▶ Action item: Look through the entries below for the string "concrete", and copy each line where it is found.

Natural-language object grounding data:
□ □ □ □

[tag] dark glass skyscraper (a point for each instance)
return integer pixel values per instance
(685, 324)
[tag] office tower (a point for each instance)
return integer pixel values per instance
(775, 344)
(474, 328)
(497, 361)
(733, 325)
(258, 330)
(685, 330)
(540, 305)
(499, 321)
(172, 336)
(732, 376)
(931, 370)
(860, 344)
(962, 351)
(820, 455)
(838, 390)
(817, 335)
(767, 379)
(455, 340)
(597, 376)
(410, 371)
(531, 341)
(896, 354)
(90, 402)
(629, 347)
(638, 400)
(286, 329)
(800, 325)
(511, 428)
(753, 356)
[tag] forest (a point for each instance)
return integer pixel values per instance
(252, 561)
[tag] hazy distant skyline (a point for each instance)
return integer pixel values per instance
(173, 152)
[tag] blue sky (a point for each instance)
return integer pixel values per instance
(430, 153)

□ □ □ □

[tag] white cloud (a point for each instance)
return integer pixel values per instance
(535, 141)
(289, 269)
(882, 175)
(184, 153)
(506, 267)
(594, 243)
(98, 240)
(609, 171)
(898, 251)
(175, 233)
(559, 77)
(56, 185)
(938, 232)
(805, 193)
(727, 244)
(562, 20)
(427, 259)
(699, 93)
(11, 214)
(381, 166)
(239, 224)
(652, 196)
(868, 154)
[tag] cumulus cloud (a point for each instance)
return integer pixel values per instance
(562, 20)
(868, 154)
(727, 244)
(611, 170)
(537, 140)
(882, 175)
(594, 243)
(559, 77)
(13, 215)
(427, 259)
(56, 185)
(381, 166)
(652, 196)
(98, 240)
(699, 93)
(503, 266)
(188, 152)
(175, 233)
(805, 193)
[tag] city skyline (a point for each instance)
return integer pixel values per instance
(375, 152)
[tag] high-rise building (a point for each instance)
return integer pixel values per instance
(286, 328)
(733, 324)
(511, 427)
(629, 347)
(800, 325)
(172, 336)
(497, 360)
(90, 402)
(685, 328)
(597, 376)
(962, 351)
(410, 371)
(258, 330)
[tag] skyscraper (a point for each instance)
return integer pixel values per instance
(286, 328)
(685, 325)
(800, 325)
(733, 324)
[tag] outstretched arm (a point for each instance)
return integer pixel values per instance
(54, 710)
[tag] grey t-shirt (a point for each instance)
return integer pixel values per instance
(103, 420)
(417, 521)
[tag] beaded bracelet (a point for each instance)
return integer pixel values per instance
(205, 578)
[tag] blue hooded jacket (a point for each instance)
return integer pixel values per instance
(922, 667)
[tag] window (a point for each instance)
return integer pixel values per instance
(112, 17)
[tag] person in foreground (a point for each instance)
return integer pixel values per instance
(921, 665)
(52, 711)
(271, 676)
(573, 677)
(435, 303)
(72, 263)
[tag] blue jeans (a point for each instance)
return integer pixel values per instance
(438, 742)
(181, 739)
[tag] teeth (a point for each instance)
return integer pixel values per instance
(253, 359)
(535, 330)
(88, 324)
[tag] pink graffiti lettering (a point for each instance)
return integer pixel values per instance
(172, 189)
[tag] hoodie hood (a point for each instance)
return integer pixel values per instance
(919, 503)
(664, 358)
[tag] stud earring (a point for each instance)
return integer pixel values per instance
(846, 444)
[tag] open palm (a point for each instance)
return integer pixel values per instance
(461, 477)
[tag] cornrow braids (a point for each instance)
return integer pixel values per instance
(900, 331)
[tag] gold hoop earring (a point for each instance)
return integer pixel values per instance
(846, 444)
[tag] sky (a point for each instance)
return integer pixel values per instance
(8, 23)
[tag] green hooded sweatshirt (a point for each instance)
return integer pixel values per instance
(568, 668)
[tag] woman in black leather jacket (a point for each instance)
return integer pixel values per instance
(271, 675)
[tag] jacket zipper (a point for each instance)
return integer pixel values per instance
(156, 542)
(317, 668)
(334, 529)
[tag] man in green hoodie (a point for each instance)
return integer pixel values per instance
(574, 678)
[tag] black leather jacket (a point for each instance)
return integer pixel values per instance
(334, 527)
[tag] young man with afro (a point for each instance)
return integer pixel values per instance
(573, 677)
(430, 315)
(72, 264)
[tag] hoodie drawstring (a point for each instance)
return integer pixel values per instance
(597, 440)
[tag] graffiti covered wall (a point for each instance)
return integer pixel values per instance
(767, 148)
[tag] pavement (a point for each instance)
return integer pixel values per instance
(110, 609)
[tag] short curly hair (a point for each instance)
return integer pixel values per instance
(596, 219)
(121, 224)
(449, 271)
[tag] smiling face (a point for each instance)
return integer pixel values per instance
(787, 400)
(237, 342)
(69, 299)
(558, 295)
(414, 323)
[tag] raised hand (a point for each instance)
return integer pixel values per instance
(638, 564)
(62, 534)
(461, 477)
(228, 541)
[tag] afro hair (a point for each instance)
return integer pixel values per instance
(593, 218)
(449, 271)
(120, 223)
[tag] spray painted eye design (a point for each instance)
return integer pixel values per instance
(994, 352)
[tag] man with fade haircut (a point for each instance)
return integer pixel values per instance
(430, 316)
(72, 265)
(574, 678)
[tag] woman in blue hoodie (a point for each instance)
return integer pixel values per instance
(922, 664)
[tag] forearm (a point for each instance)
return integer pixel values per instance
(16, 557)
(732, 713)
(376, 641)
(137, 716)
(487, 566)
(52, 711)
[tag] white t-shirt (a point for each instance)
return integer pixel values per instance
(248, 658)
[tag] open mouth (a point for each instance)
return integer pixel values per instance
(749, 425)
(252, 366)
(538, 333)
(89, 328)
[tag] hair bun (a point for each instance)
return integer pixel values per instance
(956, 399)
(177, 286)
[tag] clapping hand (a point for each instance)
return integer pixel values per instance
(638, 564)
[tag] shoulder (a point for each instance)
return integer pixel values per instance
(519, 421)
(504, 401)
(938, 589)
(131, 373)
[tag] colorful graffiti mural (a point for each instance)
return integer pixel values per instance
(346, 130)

□ □ □ □

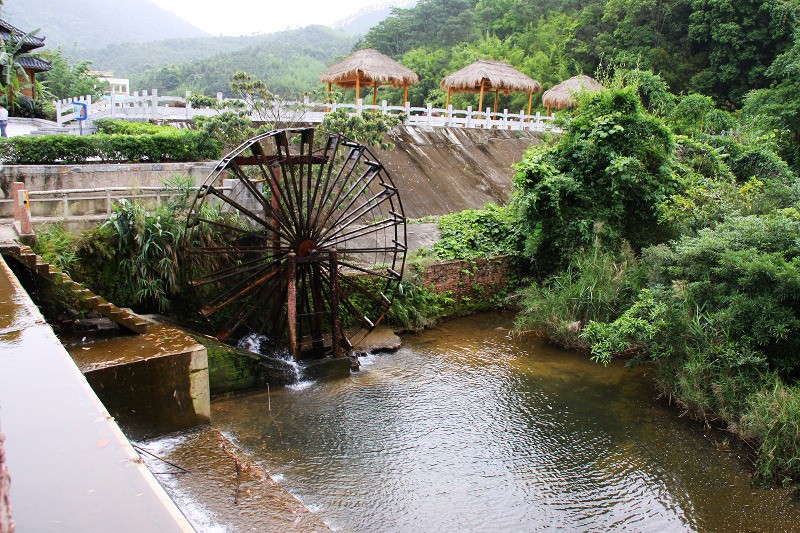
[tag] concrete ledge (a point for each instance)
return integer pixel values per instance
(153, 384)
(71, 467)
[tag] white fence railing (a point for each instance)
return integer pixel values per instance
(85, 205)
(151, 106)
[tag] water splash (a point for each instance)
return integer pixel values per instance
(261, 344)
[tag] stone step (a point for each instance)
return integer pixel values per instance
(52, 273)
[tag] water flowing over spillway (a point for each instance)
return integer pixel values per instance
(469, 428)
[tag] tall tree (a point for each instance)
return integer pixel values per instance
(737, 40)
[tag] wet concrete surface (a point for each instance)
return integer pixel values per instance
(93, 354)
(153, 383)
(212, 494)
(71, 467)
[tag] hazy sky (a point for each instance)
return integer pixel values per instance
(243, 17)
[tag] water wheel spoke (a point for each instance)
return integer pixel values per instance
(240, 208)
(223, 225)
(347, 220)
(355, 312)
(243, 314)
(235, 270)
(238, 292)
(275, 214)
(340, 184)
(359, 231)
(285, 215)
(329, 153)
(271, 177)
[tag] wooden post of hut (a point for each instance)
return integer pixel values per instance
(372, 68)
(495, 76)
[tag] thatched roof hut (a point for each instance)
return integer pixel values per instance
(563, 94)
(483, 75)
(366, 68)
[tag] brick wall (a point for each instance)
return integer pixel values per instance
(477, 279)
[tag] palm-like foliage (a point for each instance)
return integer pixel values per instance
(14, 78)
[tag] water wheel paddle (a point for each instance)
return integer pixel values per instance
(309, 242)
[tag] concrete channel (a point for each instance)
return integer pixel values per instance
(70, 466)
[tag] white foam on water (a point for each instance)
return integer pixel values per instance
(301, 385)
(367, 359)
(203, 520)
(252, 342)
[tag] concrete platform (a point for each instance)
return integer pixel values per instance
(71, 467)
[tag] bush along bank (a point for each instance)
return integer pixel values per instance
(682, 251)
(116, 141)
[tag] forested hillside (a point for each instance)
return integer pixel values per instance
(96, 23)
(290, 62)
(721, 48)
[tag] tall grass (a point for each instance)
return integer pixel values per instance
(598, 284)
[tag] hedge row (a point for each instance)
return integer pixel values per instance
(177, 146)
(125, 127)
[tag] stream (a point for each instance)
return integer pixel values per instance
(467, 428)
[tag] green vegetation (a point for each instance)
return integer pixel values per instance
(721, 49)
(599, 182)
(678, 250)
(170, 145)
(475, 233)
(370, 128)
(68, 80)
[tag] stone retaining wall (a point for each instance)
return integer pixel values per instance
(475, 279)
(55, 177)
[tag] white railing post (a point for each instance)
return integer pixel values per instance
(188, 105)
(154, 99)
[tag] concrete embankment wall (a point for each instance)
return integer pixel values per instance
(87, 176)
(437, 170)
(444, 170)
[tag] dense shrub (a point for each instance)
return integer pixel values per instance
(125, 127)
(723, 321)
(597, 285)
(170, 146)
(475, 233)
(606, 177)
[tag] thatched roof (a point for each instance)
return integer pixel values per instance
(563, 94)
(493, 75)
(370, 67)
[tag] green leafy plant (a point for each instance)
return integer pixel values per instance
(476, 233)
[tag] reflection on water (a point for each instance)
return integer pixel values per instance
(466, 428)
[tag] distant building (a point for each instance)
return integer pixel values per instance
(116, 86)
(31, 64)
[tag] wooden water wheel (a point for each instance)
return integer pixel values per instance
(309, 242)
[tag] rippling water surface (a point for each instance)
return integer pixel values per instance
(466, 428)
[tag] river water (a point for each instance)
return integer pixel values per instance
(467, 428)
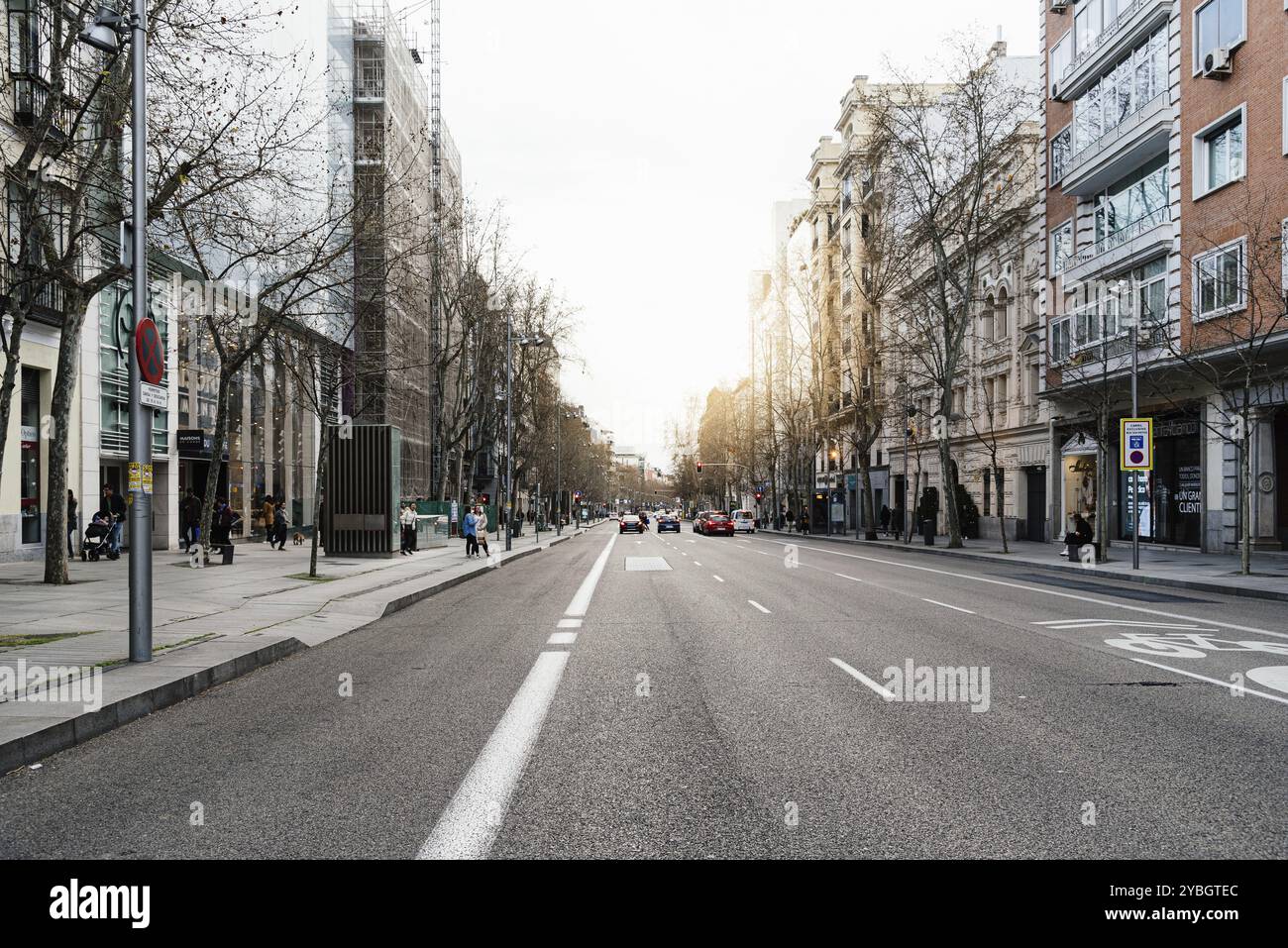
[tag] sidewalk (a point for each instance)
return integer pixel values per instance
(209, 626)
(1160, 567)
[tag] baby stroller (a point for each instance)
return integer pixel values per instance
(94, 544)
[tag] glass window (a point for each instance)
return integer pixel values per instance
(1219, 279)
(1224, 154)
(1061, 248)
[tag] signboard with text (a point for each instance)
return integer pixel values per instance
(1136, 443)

□ □ □ □

▶ Your response:
[tag] concrete ledge (a point for each instance)
[tag] wet concrete surface (a point for each instance)
[tag] concrete channel (a point for each instance)
[tag] concrete platform (a point for each instance)
[tag] concrete embankment wall (a point for each instance)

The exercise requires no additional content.